Please rescale the records starting with the line containing "roi: black puffer jacket" and going on through the line containing "[3,188,110,338]", both included. Write out only those lines, with the requests unchanged and every box coordinate multiplied by 0.7 and rounded to a whole number, halves rounding up.
* BEGIN *
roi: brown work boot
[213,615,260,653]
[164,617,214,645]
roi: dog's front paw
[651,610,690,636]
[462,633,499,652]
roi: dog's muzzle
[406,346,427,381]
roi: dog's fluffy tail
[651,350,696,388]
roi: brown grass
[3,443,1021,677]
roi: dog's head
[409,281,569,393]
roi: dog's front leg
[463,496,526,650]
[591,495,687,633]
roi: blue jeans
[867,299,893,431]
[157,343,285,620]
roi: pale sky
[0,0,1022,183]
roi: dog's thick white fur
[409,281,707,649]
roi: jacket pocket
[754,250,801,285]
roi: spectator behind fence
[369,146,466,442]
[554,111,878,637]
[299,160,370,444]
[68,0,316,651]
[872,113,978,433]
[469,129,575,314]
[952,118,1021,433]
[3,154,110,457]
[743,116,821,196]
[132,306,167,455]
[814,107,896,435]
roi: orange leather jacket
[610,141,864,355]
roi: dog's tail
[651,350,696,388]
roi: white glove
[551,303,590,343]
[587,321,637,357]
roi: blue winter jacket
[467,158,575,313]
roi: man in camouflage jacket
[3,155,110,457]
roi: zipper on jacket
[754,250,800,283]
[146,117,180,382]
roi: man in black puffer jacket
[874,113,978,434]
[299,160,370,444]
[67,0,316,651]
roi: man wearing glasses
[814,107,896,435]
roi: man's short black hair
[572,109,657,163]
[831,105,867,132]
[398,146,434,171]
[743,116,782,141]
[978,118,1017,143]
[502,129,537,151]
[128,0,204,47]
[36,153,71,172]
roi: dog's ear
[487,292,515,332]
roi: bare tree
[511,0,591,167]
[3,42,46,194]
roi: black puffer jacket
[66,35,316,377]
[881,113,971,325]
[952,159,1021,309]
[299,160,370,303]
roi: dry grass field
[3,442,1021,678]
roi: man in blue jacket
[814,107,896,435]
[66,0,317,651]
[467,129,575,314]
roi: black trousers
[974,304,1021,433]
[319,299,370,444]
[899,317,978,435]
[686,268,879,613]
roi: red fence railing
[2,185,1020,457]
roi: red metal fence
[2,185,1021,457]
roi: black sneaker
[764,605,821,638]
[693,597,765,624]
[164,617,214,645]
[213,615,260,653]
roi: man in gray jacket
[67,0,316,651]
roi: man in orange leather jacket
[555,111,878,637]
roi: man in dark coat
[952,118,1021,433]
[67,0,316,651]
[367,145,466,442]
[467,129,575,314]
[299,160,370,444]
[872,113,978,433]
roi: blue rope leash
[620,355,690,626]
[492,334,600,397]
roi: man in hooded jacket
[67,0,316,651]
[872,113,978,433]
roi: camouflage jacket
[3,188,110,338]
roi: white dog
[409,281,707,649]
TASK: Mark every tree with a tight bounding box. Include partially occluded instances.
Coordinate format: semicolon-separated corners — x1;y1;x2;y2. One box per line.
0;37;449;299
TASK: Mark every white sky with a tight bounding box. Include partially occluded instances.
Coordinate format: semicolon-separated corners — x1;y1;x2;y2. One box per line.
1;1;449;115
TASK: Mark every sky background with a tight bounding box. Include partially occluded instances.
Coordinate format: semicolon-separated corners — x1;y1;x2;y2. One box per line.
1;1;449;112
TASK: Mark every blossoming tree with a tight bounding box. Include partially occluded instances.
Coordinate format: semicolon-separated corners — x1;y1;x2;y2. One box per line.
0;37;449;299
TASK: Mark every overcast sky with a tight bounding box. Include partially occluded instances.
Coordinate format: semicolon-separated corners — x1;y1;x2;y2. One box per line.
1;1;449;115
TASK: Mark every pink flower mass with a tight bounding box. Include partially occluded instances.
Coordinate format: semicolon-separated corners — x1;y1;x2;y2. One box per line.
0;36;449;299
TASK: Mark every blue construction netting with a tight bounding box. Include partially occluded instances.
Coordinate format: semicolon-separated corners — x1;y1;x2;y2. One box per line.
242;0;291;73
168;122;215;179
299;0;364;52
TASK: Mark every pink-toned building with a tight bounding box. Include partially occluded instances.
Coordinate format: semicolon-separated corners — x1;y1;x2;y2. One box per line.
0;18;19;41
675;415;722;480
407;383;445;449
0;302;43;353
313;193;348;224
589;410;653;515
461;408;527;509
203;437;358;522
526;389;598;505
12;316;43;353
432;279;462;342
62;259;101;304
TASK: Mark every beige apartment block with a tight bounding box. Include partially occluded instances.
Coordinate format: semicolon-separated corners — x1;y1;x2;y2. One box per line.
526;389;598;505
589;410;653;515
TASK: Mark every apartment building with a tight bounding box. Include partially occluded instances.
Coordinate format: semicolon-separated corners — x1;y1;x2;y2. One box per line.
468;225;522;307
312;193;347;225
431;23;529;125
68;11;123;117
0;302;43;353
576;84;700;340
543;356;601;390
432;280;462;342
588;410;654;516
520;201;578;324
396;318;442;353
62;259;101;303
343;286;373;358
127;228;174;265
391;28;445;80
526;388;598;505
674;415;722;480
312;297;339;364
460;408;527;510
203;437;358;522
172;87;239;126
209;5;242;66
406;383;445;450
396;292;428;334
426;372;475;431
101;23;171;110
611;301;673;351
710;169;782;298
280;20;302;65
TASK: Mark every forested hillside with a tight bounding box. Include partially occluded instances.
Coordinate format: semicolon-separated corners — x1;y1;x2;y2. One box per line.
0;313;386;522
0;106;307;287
* END *
### TASK SOLUTION
roi: black puffer jacket
[46,25,221,264]
[617,79,680,228]
[666,111,715,216]
[209,112,259,212]
roi: dry grass field
[2,309,715,475]
roi: man in blue jacket
[570,75,627,305]
[46,0,222,456]
[327,90,403,220]
roi: black trousers
[682,213,715,303]
[223,209,259,311]
[629,222,685,305]
[480,188,615,429]
roi: red fence railing
[1,130,714,320]
roi: red metal fence
[1,130,715,320]
roi: black sneaker
[535,424,575,447]
[485,418,536,437]
[115,432,150,452]
[149,431,182,457]
roi: man in gray jacket
[47,0,221,456]
roi: man in orange leather jacket
[389,78,615,446]
roi: man in dark coat
[666,83,715,303]
[47,0,221,456]
[257,102,326,309]
[327,90,403,220]
[209,112,259,311]
[610,79,685,303]
roi: blue rope leash
[434,249,483,438]
[344,234,420,278]
roi: man in hooded jacket
[47,0,221,456]
[610,79,685,303]
roi: camouflage jacket
[2,132,77,237]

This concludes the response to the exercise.